[Opening Task material section]
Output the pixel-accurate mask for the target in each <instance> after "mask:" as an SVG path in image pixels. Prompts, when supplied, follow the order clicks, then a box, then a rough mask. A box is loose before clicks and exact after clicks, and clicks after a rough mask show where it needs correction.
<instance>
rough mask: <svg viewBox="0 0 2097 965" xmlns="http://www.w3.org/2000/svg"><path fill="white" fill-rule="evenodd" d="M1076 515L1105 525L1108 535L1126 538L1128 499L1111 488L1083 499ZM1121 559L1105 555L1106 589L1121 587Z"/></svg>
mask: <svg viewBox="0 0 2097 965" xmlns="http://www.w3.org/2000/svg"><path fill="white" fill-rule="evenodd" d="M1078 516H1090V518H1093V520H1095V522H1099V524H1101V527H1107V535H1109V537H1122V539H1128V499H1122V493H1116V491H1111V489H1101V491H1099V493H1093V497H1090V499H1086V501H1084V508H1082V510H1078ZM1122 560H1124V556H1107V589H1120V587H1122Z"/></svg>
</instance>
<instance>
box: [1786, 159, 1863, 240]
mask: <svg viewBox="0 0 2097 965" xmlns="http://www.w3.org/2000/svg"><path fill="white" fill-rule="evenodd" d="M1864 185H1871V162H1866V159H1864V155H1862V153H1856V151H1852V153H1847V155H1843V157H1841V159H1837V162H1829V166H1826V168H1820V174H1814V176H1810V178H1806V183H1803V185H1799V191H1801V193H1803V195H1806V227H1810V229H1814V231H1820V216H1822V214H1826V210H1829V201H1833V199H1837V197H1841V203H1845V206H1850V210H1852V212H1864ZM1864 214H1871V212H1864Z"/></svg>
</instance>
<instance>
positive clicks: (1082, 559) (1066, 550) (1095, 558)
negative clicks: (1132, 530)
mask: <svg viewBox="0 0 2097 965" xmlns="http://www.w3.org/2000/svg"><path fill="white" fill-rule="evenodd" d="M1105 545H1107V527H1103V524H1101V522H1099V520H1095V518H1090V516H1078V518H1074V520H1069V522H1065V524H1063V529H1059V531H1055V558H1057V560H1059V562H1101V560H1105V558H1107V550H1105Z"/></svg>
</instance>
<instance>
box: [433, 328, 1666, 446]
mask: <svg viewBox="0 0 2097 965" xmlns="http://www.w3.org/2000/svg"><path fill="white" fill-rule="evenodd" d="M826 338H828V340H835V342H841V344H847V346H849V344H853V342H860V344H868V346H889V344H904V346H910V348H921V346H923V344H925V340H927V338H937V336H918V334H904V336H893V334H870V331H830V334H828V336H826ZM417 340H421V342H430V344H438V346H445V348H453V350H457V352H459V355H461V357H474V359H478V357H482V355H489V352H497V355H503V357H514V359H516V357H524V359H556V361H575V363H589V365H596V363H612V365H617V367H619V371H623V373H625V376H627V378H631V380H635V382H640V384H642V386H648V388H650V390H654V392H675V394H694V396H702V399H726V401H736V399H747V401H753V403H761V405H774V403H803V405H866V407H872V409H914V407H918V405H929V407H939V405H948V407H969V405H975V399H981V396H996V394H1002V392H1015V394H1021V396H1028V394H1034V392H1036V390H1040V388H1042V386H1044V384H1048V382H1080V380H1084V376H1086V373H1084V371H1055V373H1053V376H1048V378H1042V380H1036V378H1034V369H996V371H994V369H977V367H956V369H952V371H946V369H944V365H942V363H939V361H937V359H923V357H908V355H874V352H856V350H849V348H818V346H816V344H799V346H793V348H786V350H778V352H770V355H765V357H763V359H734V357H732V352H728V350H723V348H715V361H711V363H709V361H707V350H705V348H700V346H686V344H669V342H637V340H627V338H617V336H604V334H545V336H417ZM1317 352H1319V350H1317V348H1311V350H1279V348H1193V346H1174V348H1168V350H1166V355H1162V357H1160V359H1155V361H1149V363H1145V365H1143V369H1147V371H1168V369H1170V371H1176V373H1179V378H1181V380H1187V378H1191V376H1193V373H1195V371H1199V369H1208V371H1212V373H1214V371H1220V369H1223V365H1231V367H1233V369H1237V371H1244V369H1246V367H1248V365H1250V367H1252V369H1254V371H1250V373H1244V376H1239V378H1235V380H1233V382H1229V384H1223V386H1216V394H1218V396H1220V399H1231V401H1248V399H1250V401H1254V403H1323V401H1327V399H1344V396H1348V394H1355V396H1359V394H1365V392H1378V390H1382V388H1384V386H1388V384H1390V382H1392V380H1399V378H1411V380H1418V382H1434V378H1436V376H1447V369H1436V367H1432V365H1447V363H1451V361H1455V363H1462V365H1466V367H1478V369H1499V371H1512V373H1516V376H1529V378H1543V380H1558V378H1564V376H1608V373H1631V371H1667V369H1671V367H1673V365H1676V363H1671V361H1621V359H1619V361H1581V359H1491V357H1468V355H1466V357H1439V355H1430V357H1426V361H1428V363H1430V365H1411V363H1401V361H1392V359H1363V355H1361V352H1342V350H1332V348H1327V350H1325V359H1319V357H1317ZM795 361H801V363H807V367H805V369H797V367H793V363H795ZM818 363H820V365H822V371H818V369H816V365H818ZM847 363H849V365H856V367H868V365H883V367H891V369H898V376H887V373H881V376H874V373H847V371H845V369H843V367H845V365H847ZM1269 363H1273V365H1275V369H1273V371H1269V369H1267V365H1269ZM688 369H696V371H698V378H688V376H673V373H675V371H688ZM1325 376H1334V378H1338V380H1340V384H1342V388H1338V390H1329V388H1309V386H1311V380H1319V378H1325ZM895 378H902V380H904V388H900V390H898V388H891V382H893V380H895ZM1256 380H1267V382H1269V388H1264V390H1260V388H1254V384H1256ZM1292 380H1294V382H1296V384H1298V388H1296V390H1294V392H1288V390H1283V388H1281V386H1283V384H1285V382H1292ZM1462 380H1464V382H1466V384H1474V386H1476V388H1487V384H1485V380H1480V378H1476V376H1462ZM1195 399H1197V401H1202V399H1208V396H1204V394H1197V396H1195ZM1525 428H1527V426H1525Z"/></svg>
[Closing Task material section]
The problem.
Your output is to be the lines of the listing, exact and complete, starting at the first and ending with the line that contains "positive clicks: (1082, 559)".

Task result.
Output the pixel-accurate mask for the target in each <instance> after "mask:" as an SVG path in image pixels. Prompts, when supplied, follow the order clicks, then a box, then a rough mask. A box is loose before clicks and exact after clicks, and clicks after a rough mask show where it needs correction.
<instance>
rough mask: <svg viewBox="0 0 2097 965" xmlns="http://www.w3.org/2000/svg"><path fill="white" fill-rule="evenodd" d="M1076 515L1105 525L1108 535L1126 538L1128 499L1111 488L1083 499ZM1121 559L1105 555L1106 589L1121 587Z"/></svg>
mask: <svg viewBox="0 0 2097 965" xmlns="http://www.w3.org/2000/svg"><path fill="white" fill-rule="evenodd" d="M1078 516H1090V518H1093V520H1095V522H1099V524H1101V527H1107V535H1109V537H1122V539H1128V499H1122V493H1116V491H1111V489H1101V491H1099V493H1093V497H1090V499H1086V501H1084V508H1082V510H1078ZM1122 560H1124V556H1107V589H1120V587H1122Z"/></svg>
</instance>
<instance>
box: [1786, 159, 1863, 240]
mask: <svg viewBox="0 0 2097 965" xmlns="http://www.w3.org/2000/svg"><path fill="white" fill-rule="evenodd" d="M1864 185H1871V162H1866V159H1864V155H1862V153H1856V151H1852V153H1847V155H1843V157H1841V159H1837V162H1829V166H1826V168H1820V174H1814V176H1810V178H1806V183H1803V185H1799V191H1801V193H1803V195H1806V227H1810V229H1814V231H1820V216H1822V214H1826V210H1829V201H1833V199H1837V197H1841V203H1845V206H1850V210H1852V212H1864ZM1864 214H1871V212H1864Z"/></svg>
</instance>
<instance>
positive clicks: (1082, 559) (1066, 550) (1095, 558)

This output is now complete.